Problem:
In the article on IRS audit red flags, which taxpayers does the IRS audit once it has computed median figures or expected ranges?

Sam Brotman, JD, LLM, MBA September 29, 2013 9 min read

IRS Audit Red Flags – Part Nine – Margins

Continued from IRS Audit Red Flags – Part Eight – Schedule C Losses and Schedule B and D

As you have probably learned by now, the IRS is an organization that is heavily reliant on statistics. The Service only has a limited amount of resources and must therefore pursue only those avenues that are most effective for increasing tax revenue. Tax returns are a treasure trove of information though and the Service has become increasingly sophisticated at utilizing that information to make itself more effective. This is not just limited to individual taxpayers, but also groups of taxpayers who live in the same area or whom have similar jobs in similar industries. It collects enough statistical data to come up with median figures or ranges of where it expects taxpayers to be in certain categories and audits those who are outliers. For example, let’s say the median income for a household in Beverly Hills, California was $200,000 per resident. If you are a taxpayer that filed a tax return claiming only $50,000 in income, it would be safe to assume that you might attract the attention of the IRS.

Information provided:
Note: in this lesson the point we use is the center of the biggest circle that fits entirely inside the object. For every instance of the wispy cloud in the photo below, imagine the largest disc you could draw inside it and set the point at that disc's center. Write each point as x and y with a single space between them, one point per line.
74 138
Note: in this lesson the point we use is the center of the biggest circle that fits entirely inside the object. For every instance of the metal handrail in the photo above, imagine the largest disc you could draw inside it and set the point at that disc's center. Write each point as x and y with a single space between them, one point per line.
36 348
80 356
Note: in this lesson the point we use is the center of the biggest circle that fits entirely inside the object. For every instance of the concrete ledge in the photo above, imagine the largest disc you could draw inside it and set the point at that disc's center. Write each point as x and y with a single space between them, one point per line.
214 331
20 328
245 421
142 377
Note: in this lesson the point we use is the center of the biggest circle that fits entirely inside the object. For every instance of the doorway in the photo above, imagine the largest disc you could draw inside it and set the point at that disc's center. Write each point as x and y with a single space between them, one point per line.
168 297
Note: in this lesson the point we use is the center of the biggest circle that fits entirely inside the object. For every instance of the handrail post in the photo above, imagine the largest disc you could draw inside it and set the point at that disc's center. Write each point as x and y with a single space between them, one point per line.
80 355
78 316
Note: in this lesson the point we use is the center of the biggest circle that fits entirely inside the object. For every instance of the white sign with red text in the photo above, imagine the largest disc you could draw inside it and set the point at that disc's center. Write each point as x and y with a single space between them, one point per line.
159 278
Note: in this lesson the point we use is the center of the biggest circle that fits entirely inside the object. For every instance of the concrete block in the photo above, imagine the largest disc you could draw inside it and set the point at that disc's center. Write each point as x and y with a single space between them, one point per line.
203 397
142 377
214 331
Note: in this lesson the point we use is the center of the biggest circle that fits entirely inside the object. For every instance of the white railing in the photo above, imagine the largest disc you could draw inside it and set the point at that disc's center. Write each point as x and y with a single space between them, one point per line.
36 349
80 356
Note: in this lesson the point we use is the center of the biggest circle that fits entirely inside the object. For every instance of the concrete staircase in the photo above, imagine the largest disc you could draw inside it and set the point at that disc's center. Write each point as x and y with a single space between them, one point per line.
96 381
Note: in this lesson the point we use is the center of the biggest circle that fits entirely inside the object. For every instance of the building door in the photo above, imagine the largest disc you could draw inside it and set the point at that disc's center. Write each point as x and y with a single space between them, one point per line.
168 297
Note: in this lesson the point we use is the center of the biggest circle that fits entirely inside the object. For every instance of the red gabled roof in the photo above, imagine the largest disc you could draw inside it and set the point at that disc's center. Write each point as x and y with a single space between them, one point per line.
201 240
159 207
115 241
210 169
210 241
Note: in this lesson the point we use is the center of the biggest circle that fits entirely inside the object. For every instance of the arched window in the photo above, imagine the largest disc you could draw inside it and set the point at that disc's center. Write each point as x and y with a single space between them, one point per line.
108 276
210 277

Task result:
Those who are outliers.